Feminist kadınlar: Tecrit kalkmalıdır, Leyla yaşamalıdır
- 09:07 3 Mart 2019
- Güncel
Beritan Canözer
DİYARBAKIR - Açlık grevi eyleminin 116'ncı gününde olan DTK Eşbaşkanı ve HDP Milletvekili Leyla Güven’in eylemine Türkiyeli feminist kadınlardan da destek geldi. Feminist aktivist Filiz Karakuş, “Biz kadınlar tecridi en iyi bilenleriz, tecrit kalkmalıdır, Leyla yaşamalıdır” dedi.
PKK Lideri Abdullah Öcalan üzerindeki ağırlaştırılmış tecridin kaldırılması ve Türkiye hükümetinin yasalarına uyması talebi ile 8 Kasım 2018 tarihinde açlık grevine başlayan Demokratik Toplum Kongresi (DTK) Eşbaşkanı ve Halkların Demokratik Partisi (HDP) Hakkari Milletvekili Leyla Güven, eyleminin 116’ncı gününde. Leyla’nın sağlık sorunları artmaya başlarken, destek ziyaretleri ve mesajlar da gelmeye devam ediyor. Geçtiğimiz günlerde Türkiyeli feminist kadınlar Leyla’yı evinde ziyaret etti. Ziyaret eden kadınlar, Leyla’nın talebinin haklı bir talep olduğuna dikkat çekerek, hükümete adım atma çağrısında bulundu.

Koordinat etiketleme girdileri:
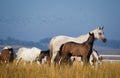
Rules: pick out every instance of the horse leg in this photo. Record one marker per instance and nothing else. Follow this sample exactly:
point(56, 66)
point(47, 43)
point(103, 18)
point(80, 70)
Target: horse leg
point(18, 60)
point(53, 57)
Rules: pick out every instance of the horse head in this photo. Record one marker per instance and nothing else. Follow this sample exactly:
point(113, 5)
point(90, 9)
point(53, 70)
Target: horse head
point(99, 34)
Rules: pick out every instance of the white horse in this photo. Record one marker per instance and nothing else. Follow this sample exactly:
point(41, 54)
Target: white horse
---
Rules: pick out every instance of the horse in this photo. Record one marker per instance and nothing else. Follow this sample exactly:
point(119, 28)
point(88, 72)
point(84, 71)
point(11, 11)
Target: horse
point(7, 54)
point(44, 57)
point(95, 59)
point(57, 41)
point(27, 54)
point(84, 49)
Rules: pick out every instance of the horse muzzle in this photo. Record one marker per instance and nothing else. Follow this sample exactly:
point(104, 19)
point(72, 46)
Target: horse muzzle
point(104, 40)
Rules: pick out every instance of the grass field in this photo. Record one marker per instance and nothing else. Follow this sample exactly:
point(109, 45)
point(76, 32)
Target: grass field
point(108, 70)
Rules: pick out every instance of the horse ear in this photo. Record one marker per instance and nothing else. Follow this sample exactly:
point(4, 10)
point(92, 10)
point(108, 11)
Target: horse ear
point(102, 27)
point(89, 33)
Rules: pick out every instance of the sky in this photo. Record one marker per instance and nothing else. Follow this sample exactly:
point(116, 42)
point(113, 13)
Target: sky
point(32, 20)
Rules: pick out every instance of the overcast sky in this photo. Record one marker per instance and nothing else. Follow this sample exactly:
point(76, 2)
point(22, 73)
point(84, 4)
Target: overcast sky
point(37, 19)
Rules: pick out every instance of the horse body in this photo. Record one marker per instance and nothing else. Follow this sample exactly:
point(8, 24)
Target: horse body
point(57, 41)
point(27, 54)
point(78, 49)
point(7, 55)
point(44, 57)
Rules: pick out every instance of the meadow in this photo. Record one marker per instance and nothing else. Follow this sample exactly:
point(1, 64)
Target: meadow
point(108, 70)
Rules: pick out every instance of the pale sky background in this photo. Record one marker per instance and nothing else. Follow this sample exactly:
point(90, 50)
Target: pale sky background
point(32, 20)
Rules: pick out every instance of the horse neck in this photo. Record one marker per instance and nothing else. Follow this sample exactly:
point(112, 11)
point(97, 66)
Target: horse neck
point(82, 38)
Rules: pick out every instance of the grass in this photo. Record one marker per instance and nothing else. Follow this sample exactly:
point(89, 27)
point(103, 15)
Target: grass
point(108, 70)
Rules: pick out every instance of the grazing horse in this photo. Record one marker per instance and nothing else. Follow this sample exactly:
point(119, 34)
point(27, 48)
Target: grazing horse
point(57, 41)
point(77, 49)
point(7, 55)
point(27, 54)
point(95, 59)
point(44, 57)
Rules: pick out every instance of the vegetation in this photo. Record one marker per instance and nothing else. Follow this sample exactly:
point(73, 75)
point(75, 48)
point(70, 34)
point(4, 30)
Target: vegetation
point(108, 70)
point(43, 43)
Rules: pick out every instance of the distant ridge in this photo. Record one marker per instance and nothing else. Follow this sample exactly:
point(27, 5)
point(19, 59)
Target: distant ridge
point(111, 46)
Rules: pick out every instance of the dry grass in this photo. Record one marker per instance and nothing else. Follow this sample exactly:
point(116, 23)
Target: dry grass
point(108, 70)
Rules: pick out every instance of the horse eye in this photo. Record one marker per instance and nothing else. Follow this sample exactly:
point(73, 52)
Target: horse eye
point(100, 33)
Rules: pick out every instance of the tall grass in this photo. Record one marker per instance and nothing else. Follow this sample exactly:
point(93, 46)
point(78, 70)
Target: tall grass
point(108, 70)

**Yapmanız gereken:** Seçilmiş alıntıda adı geçen bütün kişilerin ad ve soyadlarını sıralayın.

**Çözümlü yanıt:** Beritan Canözer, Leyla Güven, Filiz Karakuş, Abdullah Öcalan